**Task prompt**
Look through the data below and extract, unchanged, the lines from the one that contains "Prove me wrong or prove me right: there's a cluster" to the one that contains "Prove me wrong or prove me right: there's a flower", both included.

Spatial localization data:
···

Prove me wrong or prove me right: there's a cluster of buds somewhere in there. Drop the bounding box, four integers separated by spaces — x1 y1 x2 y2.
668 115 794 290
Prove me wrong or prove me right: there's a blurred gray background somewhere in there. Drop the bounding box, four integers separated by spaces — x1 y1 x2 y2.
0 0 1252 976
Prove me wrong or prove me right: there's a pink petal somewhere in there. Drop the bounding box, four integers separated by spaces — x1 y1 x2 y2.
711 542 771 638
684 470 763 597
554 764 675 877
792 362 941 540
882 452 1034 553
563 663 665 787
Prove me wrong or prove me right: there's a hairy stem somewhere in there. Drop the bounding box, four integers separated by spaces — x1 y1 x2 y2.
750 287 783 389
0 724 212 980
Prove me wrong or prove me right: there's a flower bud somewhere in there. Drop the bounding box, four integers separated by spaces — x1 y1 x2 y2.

···

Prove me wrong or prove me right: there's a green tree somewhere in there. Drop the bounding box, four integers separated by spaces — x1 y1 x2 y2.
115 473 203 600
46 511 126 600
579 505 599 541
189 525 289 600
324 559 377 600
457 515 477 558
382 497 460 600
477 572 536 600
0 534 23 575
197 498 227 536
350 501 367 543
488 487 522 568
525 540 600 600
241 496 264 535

···

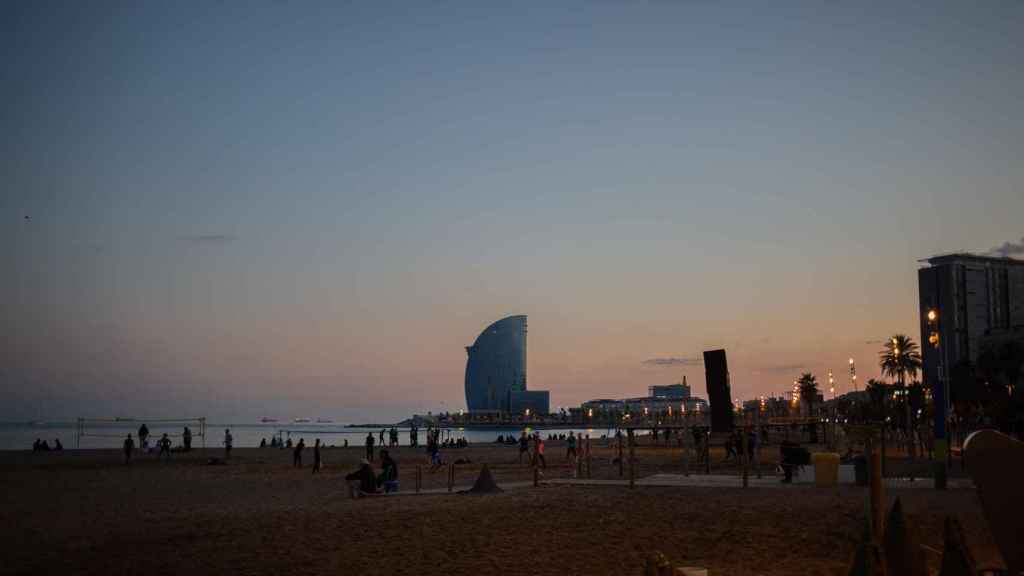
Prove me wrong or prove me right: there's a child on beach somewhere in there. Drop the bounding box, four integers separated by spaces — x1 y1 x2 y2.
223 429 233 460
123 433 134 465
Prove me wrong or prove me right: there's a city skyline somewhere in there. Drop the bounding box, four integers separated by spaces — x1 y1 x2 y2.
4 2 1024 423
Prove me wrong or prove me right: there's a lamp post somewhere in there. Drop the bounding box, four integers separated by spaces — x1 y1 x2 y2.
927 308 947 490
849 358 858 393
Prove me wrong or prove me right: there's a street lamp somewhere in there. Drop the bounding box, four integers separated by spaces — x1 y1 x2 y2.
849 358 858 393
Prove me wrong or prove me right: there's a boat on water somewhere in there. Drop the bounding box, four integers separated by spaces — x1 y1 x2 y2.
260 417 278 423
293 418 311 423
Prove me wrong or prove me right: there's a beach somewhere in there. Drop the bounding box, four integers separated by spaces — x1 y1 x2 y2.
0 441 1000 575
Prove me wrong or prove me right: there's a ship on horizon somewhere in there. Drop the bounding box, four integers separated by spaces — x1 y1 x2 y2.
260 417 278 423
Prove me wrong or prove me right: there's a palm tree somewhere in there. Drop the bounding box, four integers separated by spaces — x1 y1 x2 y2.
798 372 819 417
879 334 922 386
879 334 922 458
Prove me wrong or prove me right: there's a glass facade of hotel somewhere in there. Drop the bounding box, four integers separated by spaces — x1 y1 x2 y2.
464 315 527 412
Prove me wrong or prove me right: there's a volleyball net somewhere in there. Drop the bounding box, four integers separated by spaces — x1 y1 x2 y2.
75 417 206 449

···

**Exercise response**
Prove me wrong or prove me right: there's a cluster of buds somewhere in there. Drop the bounding box, four integers separated by spaces — x1 y1 x2 y2.
668 115 794 290
Prove me wrong or prove me right: there's a blurred gray background somewhere in there. Drop the bounding box, four integers separated by spaces — x1 y1 x2 y2.
0 0 1252 976
Prove me wrong or prove me right: there's a pink petal somewhere in there. Drop the bounding box, four integers separated by spaces — x1 y1 x2 y2.
711 542 771 638
684 470 763 597
554 764 675 877
792 362 941 540
882 452 1034 553
563 663 665 787
Prove me wrong or prove me right: there's a hairy stem somewhere in there. Drop the bounding box, four integers separated by spaces — x1 y1 x2 y2.
750 287 783 389
0 724 212 980
Prove me wrong or prove me right: there's a flower bud somewhere in there. Drop the bounding box, four integers separated by spaces — x1 y1 x2 y2.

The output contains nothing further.